• _What to produce_:
Select, from the data, each line where "forearm" occurs.

======== Supplied information

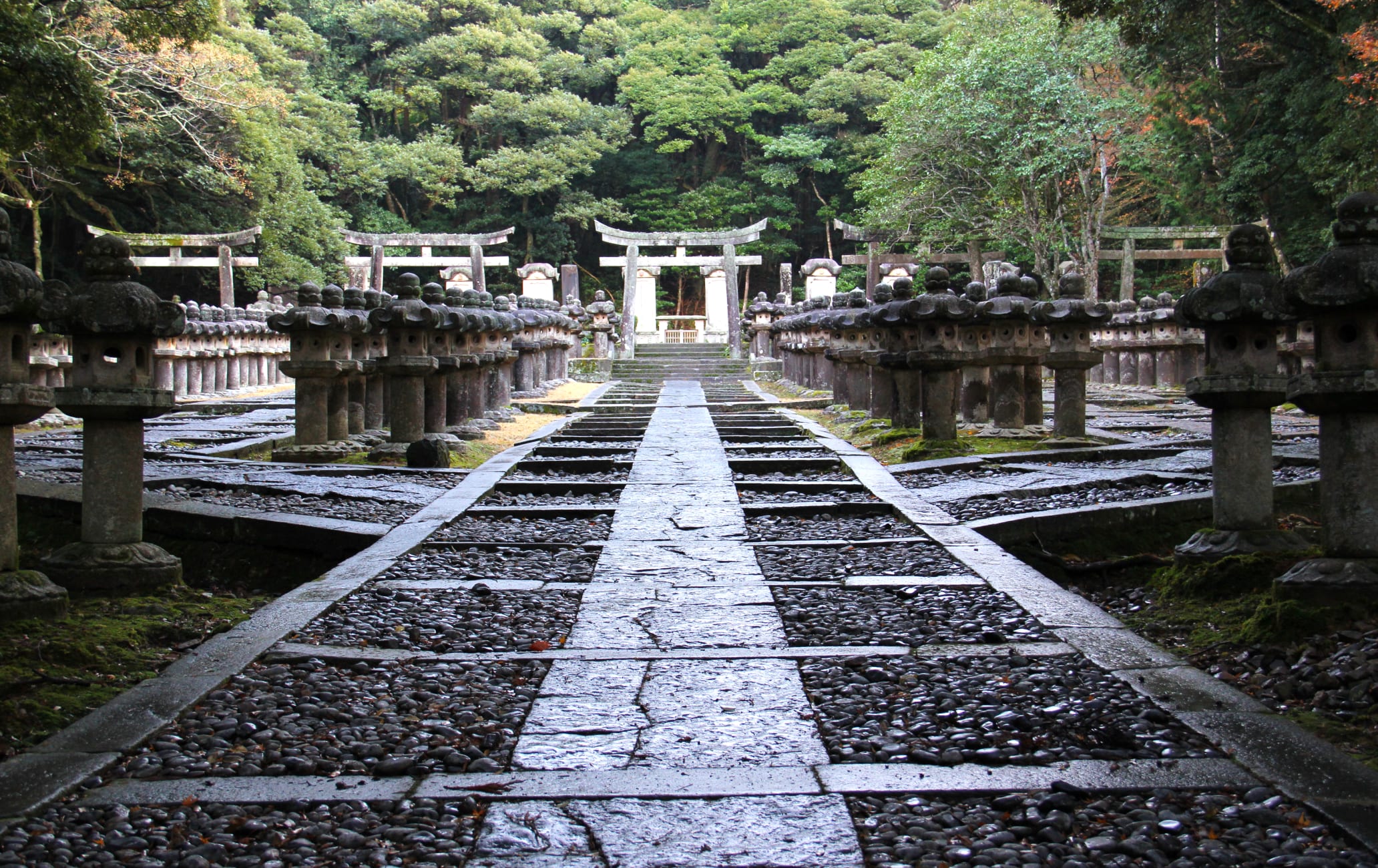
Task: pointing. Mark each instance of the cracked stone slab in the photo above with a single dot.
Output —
(676, 623)
(797, 831)
(1085, 773)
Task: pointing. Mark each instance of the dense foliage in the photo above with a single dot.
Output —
(1020, 120)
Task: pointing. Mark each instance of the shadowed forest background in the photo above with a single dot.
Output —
(1024, 123)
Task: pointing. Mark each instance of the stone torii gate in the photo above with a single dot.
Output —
(373, 265)
(875, 237)
(224, 244)
(728, 261)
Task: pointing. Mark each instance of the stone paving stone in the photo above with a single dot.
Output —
(740, 831)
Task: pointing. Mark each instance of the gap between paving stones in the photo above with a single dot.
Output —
(298, 651)
(690, 783)
(1277, 750)
(58, 765)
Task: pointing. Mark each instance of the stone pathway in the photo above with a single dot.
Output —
(823, 700)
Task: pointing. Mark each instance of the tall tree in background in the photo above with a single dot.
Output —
(1258, 111)
(1007, 130)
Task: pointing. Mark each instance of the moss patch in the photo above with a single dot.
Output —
(51, 673)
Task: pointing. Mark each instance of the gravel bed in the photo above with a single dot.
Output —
(835, 495)
(1070, 827)
(833, 564)
(527, 529)
(608, 499)
(441, 622)
(995, 710)
(470, 564)
(383, 720)
(976, 474)
(524, 471)
(349, 509)
(826, 527)
(1295, 473)
(804, 473)
(1090, 495)
(1333, 674)
(211, 834)
(903, 616)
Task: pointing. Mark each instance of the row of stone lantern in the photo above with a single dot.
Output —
(113, 324)
(426, 363)
(923, 360)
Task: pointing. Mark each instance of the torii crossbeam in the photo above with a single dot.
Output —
(378, 256)
(224, 261)
(728, 261)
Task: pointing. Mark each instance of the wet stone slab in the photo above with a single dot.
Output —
(835, 495)
(525, 529)
(903, 616)
(525, 470)
(991, 710)
(831, 564)
(826, 527)
(351, 509)
(1234, 827)
(440, 622)
(214, 834)
(316, 718)
(506, 562)
(734, 833)
(678, 714)
(802, 474)
(608, 499)
(973, 509)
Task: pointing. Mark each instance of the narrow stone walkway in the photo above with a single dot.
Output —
(677, 575)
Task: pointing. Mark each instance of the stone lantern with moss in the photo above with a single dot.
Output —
(23, 593)
(115, 324)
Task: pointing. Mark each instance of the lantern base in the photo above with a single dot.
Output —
(113, 567)
(1331, 580)
(1216, 545)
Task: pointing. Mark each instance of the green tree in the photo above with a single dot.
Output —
(1006, 130)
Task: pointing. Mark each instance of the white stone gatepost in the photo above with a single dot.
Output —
(821, 278)
(537, 280)
(644, 306)
(714, 304)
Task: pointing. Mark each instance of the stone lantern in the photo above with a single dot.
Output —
(1340, 295)
(900, 338)
(115, 324)
(1240, 312)
(408, 321)
(879, 343)
(936, 316)
(443, 351)
(1070, 321)
(345, 330)
(316, 363)
(23, 593)
(1012, 349)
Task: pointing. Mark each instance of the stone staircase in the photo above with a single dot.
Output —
(658, 363)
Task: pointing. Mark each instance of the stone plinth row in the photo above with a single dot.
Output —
(427, 364)
(932, 357)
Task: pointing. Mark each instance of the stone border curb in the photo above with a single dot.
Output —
(59, 764)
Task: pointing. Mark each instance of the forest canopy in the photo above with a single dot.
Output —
(1025, 123)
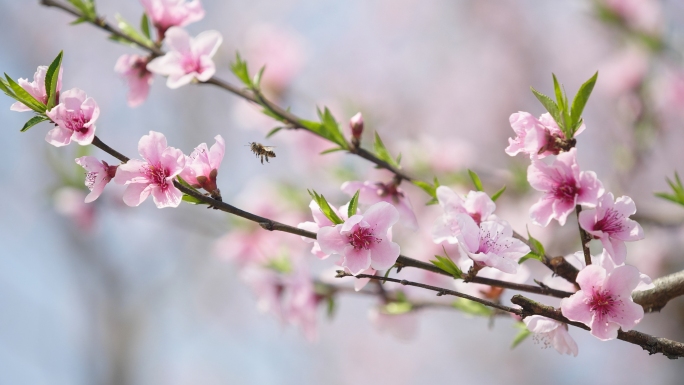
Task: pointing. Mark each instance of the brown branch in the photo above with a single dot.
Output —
(666, 288)
(440, 291)
(671, 349)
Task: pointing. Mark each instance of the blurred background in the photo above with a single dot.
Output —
(108, 294)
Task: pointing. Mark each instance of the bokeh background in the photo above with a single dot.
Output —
(108, 294)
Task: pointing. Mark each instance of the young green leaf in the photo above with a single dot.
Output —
(325, 207)
(239, 68)
(353, 205)
(51, 80)
(24, 97)
(522, 334)
(498, 193)
(145, 26)
(132, 33)
(476, 180)
(580, 101)
(382, 153)
(32, 122)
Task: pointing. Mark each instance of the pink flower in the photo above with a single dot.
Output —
(604, 302)
(134, 69)
(490, 244)
(36, 88)
(172, 13)
(75, 118)
(552, 333)
(153, 175)
(201, 167)
(99, 174)
(478, 205)
(536, 137)
(363, 241)
(320, 220)
(564, 187)
(374, 192)
(188, 59)
(610, 223)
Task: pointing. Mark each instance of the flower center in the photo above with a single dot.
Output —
(362, 237)
(612, 222)
(157, 175)
(603, 304)
(75, 121)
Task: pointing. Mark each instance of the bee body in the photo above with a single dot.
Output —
(261, 151)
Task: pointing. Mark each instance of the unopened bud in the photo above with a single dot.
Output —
(356, 125)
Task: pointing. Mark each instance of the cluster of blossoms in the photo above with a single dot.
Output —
(604, 301)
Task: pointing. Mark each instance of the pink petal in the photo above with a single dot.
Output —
(136, 193)
(356, 260)
(384, 254)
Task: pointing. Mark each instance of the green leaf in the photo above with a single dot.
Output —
(537, 247)
(498, 193)
(145, 26)
(273, 131)
(131, 32)
(331, 150)
(522, 334)
(550, 106)
(33, 121)
(239, 68)
(192, 200)
(476, 180)
(51, 80)
(353, 205)
(21, 95)
(382, 153)
(580, 101)
(471, 307)
(325, 207)
(427, 187)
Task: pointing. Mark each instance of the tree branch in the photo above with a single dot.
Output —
(671, 349)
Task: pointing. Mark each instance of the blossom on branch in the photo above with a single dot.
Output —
(477, 205)
(134, 69)
(172, 13)
(98, 175)
(188, 59)
(374, 192)
(363, 241)
(75, 118)
(537, 138)
(37, 88)
(610, 223)
(153, 175)
(201, 167)
(564, 187)
(604, 302)
(552, 333)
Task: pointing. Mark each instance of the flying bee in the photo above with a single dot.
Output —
(262, 151)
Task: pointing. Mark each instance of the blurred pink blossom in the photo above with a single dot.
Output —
(37, 88)
(75, 117)
(363, 241)
(172, 13)
(374, 192)
(564, 186)
(188, 58)
(99, 173)
(153, 175)
(610, 223)
(552, 333)
(134, 69)
(604, 302)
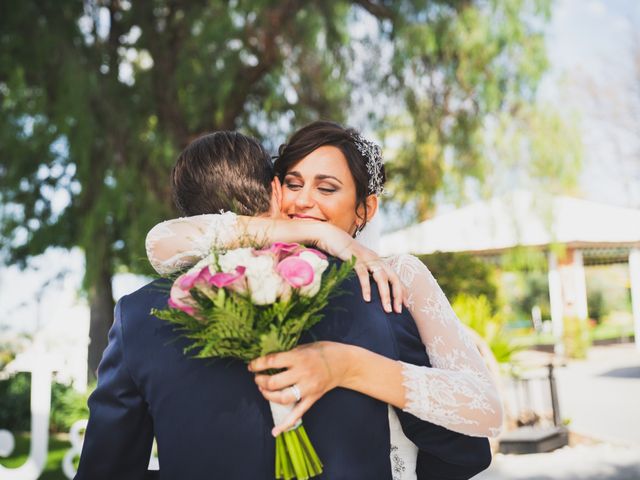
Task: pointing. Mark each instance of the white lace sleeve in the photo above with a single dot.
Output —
(181, 242)
(458, 392)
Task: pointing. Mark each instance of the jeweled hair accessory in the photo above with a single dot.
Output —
(373, 155)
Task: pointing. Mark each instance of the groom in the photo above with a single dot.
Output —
(208, 417)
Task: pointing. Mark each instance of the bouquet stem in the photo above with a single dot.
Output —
(295, 456)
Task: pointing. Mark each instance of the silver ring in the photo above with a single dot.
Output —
(296, 392)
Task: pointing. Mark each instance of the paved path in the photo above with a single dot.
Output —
(601, 398)
(583, 462)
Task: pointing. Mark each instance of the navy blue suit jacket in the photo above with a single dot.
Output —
(210, 421)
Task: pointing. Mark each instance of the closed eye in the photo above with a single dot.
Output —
(292, 186)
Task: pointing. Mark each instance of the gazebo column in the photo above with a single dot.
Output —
(577, 286)
(555, 301)
(634, 273)
(567, 293)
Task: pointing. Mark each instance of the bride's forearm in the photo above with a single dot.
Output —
(373, 375)
(264, 230)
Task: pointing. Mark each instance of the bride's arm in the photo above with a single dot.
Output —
(458, 392)
(178, 243)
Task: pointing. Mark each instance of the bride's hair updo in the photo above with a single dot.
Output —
(363, 157)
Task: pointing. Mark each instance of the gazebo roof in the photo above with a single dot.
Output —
(519, 219)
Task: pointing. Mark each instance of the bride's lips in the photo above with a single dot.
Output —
(306, 217)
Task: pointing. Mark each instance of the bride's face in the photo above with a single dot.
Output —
(321, 187)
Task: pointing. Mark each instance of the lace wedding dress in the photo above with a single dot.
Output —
(457, 393)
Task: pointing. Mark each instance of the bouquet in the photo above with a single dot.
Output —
(246, 303)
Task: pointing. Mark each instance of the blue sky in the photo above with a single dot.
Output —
(590, 45)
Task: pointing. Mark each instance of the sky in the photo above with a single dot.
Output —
(590, 44)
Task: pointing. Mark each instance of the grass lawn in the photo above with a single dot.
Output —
(58, 447)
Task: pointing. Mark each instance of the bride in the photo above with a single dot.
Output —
(328, 179)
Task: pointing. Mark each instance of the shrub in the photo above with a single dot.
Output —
(476, 312)
(464, 274)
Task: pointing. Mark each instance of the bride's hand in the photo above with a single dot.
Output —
(340, 244)
(314, 368)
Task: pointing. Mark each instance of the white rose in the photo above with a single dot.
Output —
(265, 284)
(206, 261)
(235, 258)
(319, 265)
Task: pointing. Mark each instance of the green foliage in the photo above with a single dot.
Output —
(476, 312)
(576, 337)
(522, 291)
(465, 63)
(463, 274)
(93, 113)
(229, 324)
(58, 448)
(67, 406)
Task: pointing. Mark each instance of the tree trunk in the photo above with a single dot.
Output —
(101, 318)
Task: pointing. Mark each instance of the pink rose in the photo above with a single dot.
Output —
(180, 298)
(296, 271)
(222, 279)
(189, 280)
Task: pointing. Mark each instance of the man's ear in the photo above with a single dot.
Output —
(276, 198)
(372, 208)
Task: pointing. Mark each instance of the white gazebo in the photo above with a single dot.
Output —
(590, 232)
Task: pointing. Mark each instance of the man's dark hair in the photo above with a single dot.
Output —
(223, 171)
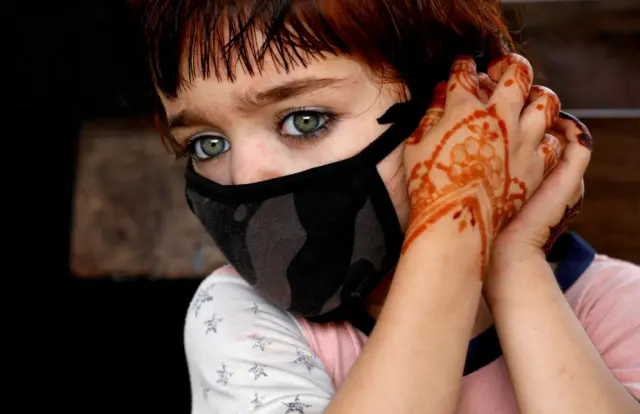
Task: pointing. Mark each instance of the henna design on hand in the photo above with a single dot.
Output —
(584, 136)
(523, 78)
(556, 231)
(462, 73)
(481, 162)
(551, 106)
(552, 150)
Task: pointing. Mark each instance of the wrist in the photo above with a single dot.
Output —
(509, 275)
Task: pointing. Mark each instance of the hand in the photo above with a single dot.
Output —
(558, 199)
(471, 161)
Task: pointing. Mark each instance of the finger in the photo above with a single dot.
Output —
(577, 153)
(514, 76)
(486, 87)
(432, 116)
(540, 113)
(550, 150)
(575, 129)
(463, 81)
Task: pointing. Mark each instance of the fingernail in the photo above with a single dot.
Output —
(584, 137)
(439, 95)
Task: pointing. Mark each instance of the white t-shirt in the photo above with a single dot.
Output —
(246, 356)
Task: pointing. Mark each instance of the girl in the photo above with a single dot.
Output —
(383, 172)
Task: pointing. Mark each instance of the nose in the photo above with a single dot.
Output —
(256, 159)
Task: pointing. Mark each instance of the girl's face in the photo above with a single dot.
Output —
(274, 123)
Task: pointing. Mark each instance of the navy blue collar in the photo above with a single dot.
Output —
(573, 255)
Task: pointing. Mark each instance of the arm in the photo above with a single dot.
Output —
(413, 363)
(246, 356)
(555, 368)
(553, 363)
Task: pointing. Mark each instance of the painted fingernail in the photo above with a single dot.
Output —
(584, 136)
(439, 95)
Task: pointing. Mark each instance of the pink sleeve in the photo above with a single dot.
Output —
(337, 345)
(606, 299)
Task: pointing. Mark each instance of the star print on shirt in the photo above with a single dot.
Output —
(223, 375)
(308, 360)
(255, 308)
(258, 400)
(296, 406)
(258, 371)
(212, 324)
(261, 342)
(201, 298)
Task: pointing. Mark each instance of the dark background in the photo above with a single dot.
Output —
(106, 345)
(76, 345)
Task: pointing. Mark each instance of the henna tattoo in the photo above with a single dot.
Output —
(556, 231)
(584, 136)
(523, 77)
(551, 107)
(480, 162)
(432, 116)
(552, 149)
(462, 73)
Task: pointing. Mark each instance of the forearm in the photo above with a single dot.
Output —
(553, 364)
(414, 360)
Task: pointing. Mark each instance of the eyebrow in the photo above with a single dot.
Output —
(261, 99)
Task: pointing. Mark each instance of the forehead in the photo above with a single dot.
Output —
(330, 71)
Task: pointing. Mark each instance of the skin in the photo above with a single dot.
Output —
(447, 268)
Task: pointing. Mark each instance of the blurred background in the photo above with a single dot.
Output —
(103, 255)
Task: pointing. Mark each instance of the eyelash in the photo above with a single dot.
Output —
(329, 120)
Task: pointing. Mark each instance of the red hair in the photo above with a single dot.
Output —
(412, 41)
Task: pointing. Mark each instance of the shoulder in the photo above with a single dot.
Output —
(606, 300)
(245, 355)
(608, 283)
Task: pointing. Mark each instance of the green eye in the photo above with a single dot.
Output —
(208, 146)
(303, 123)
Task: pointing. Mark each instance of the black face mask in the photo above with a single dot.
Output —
(312, 241)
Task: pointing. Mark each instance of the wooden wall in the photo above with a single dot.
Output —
(131, 219)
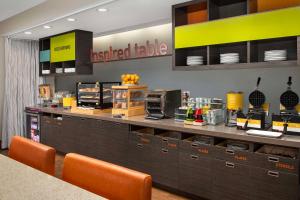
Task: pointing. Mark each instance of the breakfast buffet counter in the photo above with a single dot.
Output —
(221, 131)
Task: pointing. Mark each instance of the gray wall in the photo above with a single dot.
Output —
(157, 73)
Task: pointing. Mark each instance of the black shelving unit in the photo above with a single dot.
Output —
(194, 51)
(216, 50)
(258, 48)
(251, 53)
(220, 9)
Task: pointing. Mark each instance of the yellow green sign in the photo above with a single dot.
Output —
(275, 24)
(62, 47)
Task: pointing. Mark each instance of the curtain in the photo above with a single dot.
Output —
(21, 85)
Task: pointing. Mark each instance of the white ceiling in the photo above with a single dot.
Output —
(122, 15)
(9, 8)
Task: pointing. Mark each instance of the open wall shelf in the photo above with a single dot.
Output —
(247, 28)
(220, 9)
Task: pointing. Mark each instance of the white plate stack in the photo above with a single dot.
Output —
(275, 55)
(229, 58)
(194, 60)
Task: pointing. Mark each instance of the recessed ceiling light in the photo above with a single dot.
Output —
(47, 27)
(71, 19)
(102, 9)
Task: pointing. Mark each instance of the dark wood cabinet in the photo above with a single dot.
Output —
(103, 140)
(177, 160)
(51, 131)
(231, 181)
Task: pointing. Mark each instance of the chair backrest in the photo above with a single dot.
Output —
(33, 154)
(105, 179)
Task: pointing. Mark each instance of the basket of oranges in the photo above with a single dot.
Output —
(130, 79)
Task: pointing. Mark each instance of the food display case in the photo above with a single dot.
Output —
(128, 100)
(95, 95)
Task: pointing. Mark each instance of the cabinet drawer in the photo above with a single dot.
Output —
(141, 156)
(195, 174)
(265, 159)
(196, 148)
(231, 181)
(278, 163)
(274, 185)
(165, 166)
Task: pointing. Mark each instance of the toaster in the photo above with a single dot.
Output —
(161, 104)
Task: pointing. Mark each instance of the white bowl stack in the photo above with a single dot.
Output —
(275, 55)
(194, 60)
(229, 58)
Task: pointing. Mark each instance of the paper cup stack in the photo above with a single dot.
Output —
(229, 58)
(194, 60)
(275, 55)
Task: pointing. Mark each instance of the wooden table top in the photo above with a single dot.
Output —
(21, 182)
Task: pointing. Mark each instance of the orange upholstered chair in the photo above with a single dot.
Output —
(107, 180)
(34, 154)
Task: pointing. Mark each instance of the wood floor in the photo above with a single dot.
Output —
(157, 194)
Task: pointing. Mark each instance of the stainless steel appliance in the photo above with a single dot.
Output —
(162, 103)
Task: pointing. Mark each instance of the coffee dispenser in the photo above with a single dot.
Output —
(257, 112)
(288, 120)
(234, 105)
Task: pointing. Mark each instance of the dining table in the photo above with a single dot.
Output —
(21, 182)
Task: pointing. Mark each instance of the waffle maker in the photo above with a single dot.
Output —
(256, 116)
(288, 121)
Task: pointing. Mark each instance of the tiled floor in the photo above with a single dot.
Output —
(157, 194)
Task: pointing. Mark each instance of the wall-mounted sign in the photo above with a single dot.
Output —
(140, 43)
(62, 47)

================

• _Task answer_:
Task: pointing. Mark each instance of the bride's forearm in the photo above with a single dot.
Task: pointing. Mark each instance of the forearm in the photo above with a single dot.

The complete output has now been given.